**Énoncé:** Présentez toutes les lignes ci-dessous sous forme de tableau Markdown à deux colonnes, « Numéro » et « Ligne », sans les lignes vides. Laissez l'image de côté dans votre réponse.

(Données d'annotation par coordonnées)
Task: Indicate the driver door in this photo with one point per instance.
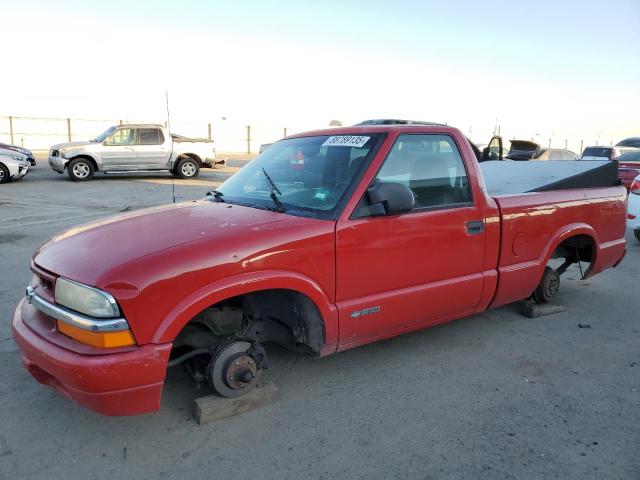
(118, 151)
(397, 273)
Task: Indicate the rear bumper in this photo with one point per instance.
(213, 162)
(124, 383)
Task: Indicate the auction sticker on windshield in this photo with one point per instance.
(357, 141)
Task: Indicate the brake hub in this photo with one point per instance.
(234, 371)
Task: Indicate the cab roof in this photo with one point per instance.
(378, 126)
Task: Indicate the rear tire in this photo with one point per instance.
(4, 174)
(80, 170)
(187, 168)
(548, 287)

**Résultat obtenu:**
| Numéro | Ligne |
|---|---|
| 1 | Task: Indicate the driver door in this photo with one point per instance. |
| 2 | (118, 151) |
| 3 | (397, 273) |
| 4 | Task: Indicate the rear bumper in this photo with one point per instance. |
| 5 | (213, 162) |
| 6 | (124, 383) |
| 7 | Task: Indicate the auction sticker on windshield in this photo with one point per instance. |
| 8 | (357, 141) |
| 9 | Task: Indicate the brake hub in this photo with one point per instance. |
| 10 | (234, 371) |
| 11 | Task: Indicate the cab roof in this photo with one point per instance. |
| 12 | (378, 126) |
| 13 | Task: Indicate the rear tire in this photo with one point per instance. |
| 14 | (4, 174) |
| 15 | (80, 170) |
| 16 | (187, 168) |
| 17 | (548, 287) |